§ Your goal:
Find every line below that contains the word "cabinet", and copy each one in full. Treat uppercase and lowercase as different.

§ Data for processing:
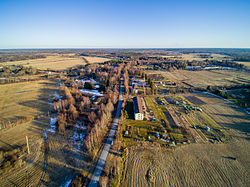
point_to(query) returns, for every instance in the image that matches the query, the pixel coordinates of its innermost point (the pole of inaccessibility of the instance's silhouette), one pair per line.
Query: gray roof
(137, 105)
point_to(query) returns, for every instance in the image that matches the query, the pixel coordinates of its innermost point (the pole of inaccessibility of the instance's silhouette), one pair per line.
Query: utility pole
(27, 140)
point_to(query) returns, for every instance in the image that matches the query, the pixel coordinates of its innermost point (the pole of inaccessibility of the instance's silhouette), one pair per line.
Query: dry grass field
(92, 60)
(247, 64)
(21, 100)
(204, 78)
(196, 164)
(196, 56)
(25, 99)
(57, 61)
(63, 159)
(190, 165)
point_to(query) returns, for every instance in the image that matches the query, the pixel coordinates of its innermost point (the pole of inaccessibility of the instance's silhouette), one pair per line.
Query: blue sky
(124, 24)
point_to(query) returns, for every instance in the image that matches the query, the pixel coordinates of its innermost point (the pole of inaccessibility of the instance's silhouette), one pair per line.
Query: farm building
(138, 112)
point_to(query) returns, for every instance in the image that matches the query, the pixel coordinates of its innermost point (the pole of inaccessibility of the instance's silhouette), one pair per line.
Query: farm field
(247, 64)
(25, 99)
(196, 164)
(203, 79)
(189, 165)
(92, 60)
(57, 61)
(63, 160)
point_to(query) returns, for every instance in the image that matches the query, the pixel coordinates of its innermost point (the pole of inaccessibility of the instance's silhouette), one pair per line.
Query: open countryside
(124, 93)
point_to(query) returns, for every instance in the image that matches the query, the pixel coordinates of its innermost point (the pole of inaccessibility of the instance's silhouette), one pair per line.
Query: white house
(138, 112)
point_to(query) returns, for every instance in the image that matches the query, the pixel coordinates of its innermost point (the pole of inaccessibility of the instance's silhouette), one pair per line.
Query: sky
(124, 24)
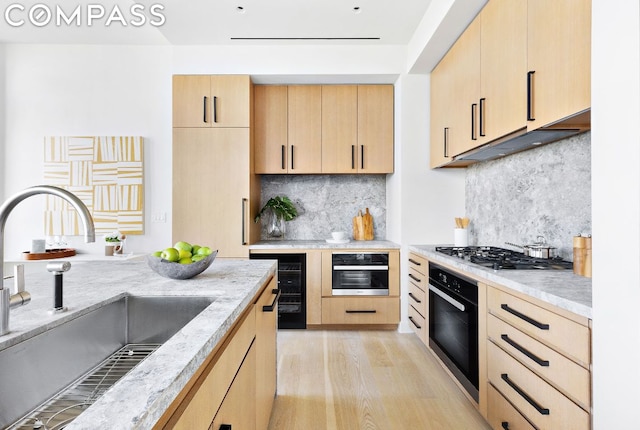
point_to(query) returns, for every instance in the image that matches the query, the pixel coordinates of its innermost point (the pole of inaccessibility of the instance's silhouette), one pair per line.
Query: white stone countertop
(561, 288)
(139, 399)
(323, 244)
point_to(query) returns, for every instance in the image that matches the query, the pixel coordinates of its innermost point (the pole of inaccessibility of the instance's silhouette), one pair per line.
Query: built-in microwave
(360, 273)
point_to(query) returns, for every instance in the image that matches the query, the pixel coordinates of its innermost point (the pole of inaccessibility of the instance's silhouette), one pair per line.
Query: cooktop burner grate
(501, 258)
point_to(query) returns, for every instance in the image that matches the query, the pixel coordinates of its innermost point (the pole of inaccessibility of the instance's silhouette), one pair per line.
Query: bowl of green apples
(182, 261)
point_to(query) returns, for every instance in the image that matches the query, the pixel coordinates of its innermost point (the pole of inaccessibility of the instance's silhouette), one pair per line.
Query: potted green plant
(279, 210)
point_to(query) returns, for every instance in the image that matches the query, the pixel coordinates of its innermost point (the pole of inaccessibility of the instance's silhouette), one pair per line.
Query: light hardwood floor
(351, 380)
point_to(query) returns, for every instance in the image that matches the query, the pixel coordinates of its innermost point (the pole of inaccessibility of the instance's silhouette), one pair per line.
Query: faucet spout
(5, 210)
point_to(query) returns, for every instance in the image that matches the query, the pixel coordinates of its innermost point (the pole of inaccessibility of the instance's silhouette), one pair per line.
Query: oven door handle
(447, 298)
(360, 267)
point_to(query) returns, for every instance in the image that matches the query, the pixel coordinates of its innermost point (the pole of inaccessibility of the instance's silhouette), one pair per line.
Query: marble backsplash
(327, 203)
(544, 191)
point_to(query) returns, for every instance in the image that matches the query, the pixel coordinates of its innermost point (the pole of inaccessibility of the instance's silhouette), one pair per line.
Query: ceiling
(213, 22)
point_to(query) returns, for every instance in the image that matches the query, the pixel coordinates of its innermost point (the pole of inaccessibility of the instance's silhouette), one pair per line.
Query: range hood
(522, 140)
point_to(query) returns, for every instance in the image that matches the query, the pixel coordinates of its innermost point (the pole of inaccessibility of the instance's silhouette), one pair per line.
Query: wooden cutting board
(363, 226)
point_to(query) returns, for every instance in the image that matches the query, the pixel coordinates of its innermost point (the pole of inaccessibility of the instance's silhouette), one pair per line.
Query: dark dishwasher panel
(292, 306)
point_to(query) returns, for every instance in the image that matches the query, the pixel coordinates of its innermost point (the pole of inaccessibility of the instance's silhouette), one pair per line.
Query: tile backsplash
(327, 203)
(544, 191)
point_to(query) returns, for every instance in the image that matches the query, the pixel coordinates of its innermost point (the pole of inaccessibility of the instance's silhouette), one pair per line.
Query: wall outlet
(159, 217)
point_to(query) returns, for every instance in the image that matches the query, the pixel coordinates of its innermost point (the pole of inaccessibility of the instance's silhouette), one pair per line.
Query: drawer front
(418, 263)
(418, 279)
(361, 310)
(502, 415)
(418, 299)
(418, 324)
(562, 372)
(563, 334)
(542, 404)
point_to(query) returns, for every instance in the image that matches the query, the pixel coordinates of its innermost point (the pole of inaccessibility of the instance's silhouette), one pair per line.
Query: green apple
(205, 250)
(185, 246)
(170, 254)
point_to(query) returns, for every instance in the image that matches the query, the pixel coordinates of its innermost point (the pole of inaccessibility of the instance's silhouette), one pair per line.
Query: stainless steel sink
(102, 344)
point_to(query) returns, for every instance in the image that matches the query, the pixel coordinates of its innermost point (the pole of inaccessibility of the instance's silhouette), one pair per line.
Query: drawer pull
(522, 349)
(540, 409)
(523, 317)
(272, 306)
(415, 298)
(414, 278)
(419, 327)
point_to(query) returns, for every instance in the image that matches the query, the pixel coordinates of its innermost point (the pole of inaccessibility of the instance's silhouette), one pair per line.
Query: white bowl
(172, 270)
(339, 235)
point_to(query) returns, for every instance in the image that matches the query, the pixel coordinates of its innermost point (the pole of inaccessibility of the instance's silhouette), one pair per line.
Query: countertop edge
(560, 288)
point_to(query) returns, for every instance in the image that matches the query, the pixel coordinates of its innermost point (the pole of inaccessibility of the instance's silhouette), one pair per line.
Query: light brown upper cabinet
(340, 151)
(304, 129)
(270, 125)
(375, 128)
(211, 101)
(310, 129)
(518, 66)
(559, 63)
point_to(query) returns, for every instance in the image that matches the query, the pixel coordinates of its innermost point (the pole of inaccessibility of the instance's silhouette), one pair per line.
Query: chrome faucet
(7, 300)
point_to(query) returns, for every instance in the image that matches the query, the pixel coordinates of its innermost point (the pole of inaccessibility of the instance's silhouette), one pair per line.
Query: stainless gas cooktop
(500, 258)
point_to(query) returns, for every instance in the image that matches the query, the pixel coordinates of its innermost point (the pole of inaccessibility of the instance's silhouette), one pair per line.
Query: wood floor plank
(369, 380)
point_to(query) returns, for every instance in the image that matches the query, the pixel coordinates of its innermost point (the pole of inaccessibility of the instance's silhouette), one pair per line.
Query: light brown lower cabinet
(236, 385)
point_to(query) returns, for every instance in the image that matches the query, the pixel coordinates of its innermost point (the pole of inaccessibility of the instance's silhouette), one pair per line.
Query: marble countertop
(561, 288)
(323, 244)
(139, 399)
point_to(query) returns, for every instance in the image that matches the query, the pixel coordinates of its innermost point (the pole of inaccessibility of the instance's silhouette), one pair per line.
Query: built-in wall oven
(453, 324)
(360, 273)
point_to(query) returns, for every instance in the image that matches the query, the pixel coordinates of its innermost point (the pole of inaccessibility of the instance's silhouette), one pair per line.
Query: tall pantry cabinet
(215, 190)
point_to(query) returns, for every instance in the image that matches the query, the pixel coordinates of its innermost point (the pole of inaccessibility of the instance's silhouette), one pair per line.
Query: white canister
(460, 237)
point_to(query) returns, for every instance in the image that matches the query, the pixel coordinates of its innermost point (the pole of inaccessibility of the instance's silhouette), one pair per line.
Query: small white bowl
(339, 235)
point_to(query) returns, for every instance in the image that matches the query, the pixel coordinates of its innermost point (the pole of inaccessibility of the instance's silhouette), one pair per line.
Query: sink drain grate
(56, 413)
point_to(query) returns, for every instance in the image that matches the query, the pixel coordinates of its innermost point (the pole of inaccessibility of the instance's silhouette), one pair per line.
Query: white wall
(615, 98)
(421, 203)
(113, 90)
(85, 90)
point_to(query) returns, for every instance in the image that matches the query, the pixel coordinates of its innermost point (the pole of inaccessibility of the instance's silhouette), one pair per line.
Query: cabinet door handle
(282, 155)
(272, 306)
(517, 389)
(244, 220)
(446, 142)
(474, 107)
(482, 102)
(204, 109)
(415, 323)
(524, 317)
(530, 116)
(522, 349)
(353, 156)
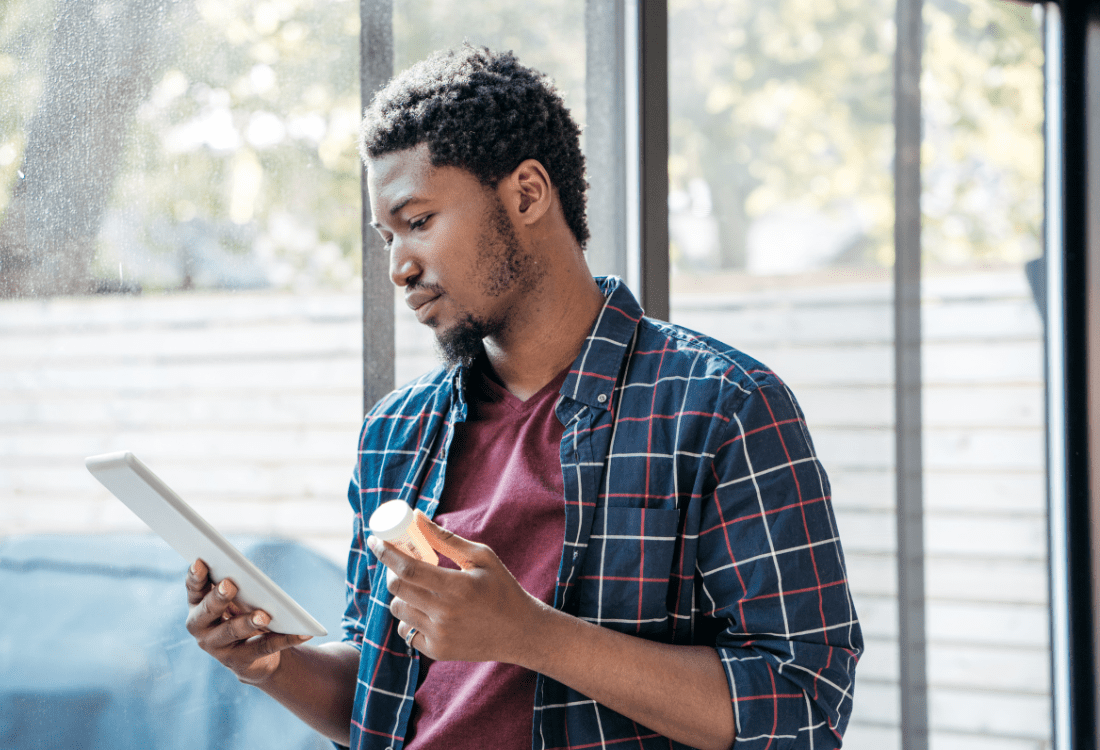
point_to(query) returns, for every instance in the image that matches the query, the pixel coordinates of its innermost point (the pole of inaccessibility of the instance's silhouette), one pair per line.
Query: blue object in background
(94, 652)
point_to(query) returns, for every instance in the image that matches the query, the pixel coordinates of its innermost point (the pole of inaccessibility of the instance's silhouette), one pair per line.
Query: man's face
(452, 246)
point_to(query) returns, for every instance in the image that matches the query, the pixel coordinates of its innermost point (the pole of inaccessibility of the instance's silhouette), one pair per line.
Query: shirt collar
(592, 378)
(596, 368)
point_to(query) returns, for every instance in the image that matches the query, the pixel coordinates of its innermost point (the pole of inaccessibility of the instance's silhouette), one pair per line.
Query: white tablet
(189, 535)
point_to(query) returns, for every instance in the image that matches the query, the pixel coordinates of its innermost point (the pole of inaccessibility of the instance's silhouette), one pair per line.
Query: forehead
(398, 173)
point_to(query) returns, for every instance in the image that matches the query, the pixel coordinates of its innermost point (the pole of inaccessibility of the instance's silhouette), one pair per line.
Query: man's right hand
(231, 633)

§ Result of this task:
Query: light brown upper cabinet
Query: light brown lower cabinet
Query: tall pantry cabinet
Query: cabinet door handle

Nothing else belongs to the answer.